++++ Source material
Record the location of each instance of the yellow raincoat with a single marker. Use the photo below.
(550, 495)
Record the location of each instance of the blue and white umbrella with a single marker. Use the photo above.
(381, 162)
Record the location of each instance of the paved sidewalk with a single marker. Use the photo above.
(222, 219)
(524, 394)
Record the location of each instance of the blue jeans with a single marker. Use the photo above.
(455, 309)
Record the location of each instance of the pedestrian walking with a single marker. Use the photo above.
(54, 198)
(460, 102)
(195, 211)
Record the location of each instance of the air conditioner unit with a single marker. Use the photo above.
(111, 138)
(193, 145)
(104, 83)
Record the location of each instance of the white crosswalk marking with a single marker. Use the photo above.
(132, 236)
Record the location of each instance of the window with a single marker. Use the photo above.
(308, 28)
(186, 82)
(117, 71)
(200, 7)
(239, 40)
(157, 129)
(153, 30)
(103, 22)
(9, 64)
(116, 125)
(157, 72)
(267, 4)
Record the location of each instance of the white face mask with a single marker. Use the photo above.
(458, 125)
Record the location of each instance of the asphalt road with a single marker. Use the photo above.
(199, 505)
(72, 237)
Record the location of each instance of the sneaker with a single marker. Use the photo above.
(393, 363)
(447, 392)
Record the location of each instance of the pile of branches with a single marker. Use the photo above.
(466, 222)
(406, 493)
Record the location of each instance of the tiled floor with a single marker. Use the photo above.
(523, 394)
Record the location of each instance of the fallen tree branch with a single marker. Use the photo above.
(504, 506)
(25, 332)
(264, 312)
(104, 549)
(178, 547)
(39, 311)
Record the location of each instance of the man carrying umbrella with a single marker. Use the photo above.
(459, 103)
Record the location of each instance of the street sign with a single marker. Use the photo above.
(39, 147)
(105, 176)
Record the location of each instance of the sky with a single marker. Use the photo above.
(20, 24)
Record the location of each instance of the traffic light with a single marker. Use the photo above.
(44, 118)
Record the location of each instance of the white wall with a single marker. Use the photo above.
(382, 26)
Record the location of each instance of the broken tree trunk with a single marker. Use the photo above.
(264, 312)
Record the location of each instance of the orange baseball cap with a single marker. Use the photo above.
++++++++
Each entry shown above is to be duplicated exactly.

Record the location of each instance of the yellow raincoat with a single marker. Use the photo below.
(550, 495)
Record the location of each instance of the blue and white umbrella with a single marker. Use the photo above.
(381, 162)
Record the location of each instance of the paved sidewalk with a single marker. Use the photo above.
(222, 219)
(524, 394)
Record the location of each instance of the blue jeans with a single marker. Use the photo above.
(455, 309)
Record the location of each instance of the pedestrian walking with a single marker. Use the photo above.
(54, 198)
(460, 102)
(195, 211)
Record the location of each instance of the air conditioner unit with a single marker. Use the photo above.
(111, 138)
(193, 145)
(104, 83)
Record the location of each instance of the white crosswalk marking with a single marker. Use the photo above.
(132, 236)
Record the location of each instance of the window with a single marker. Use the photo above.
(308, 28)
(186, 82)
(117, 71)
(200, 7)
(239, 40)
(157, 129)
(153, 30)
(103, 22)
(9, 64)
(116, 125)
(157, 72)
(267, 4)
Record the location of each instance of the white face mask with a single marker. Use the photo above.
(458, 125)
Record the location of each instance of the asphalt road with a single marker. Use the photo above.
(199, 505)
(72, 237)
Record the location of each instance of the sneaker with a single marker. Use the photo above.
(393, 363)
(447, 392)
Record the location of each instance of the pile of branches with a single marker. Use the photo above.
(466, 222)
(406, 493)
Record the location of each instance of the tiled floor with a single marker. Use the photo above.
(523, 394)
Record the location of each instance of the fallen tree branch with a single marker. Use the photo above.
(504, 506)
(25, 332)
(264, 312)
(104, 549)
(178, 547)
(39, 311)
Record the location of each instance of the man carrying umbrella with a single marker. Use the photo above.
(459, 103)
Record the location of each instance of the street sign with a single marker. Use the photo above.
(39, 147)
(105, 176)
Record the location of each instance of the sky with a single marker. Use the photo above.
(20, 24)
Record the location of each instance of the traffic light with a single marker. Use the photo above.
(44, 118)
Record the location of each instance of the white wall with a single marker. Use the photo above.
(382, 26)
Record the location of each instance of the broken tree trunk with a single marker. Use the photo above.
(264, 312)
Record the location of each instance of the orange baseball cap with a single marker. Use the photo above.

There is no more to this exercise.